Pull out each line of the listing below that contains the word "column", and copy every such line unchanged.

> EXCERPTED DATA
↓↓↓

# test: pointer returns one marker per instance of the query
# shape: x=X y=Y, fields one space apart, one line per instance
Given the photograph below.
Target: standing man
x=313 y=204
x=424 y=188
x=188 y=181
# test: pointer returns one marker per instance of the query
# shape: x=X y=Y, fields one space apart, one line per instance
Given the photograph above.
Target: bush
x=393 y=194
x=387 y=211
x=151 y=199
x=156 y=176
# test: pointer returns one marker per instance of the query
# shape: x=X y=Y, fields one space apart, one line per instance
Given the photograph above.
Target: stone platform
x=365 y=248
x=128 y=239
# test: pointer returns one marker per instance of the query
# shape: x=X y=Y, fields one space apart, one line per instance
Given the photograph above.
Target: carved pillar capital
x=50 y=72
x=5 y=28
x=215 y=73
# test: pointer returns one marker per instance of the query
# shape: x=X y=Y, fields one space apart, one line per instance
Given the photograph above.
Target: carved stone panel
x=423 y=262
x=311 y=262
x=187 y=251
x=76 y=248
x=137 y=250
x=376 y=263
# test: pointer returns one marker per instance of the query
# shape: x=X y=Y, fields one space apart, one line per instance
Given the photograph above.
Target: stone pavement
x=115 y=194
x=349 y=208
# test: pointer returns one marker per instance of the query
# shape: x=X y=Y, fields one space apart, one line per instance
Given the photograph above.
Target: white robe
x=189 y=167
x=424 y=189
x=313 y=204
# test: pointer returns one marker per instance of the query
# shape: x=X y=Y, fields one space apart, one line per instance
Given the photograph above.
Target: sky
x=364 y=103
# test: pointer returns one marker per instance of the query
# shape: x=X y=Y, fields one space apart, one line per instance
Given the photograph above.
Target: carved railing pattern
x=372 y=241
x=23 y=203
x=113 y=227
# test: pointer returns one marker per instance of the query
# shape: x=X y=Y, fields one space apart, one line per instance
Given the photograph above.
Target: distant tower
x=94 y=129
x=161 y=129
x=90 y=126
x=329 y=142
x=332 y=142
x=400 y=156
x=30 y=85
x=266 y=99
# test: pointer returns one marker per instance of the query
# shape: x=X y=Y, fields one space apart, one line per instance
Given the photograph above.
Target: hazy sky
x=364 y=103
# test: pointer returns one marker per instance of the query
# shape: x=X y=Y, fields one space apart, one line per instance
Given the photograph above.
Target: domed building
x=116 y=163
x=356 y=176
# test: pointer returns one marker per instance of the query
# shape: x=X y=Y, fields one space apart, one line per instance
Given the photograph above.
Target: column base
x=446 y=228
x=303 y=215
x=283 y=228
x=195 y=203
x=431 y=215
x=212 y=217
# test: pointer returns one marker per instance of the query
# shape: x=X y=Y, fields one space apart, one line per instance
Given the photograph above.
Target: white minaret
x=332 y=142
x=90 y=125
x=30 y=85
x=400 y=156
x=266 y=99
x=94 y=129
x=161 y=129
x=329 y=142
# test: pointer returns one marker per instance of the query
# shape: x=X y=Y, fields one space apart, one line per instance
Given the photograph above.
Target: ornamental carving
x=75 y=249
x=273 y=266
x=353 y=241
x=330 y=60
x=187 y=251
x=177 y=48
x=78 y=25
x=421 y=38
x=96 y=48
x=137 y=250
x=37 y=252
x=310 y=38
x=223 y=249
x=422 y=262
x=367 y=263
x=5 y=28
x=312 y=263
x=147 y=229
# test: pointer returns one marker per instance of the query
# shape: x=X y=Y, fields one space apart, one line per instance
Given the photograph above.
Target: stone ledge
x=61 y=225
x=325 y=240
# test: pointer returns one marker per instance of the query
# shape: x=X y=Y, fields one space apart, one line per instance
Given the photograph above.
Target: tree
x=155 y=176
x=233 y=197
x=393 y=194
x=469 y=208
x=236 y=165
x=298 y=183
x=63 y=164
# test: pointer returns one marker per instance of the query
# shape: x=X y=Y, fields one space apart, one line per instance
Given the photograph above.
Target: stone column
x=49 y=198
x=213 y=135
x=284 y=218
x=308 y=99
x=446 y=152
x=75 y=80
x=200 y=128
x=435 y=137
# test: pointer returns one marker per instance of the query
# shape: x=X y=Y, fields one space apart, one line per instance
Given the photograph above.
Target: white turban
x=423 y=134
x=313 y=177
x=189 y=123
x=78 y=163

↑↑↑

> ANSWER TO THE PROBLEM
Target: column base
Target: stone column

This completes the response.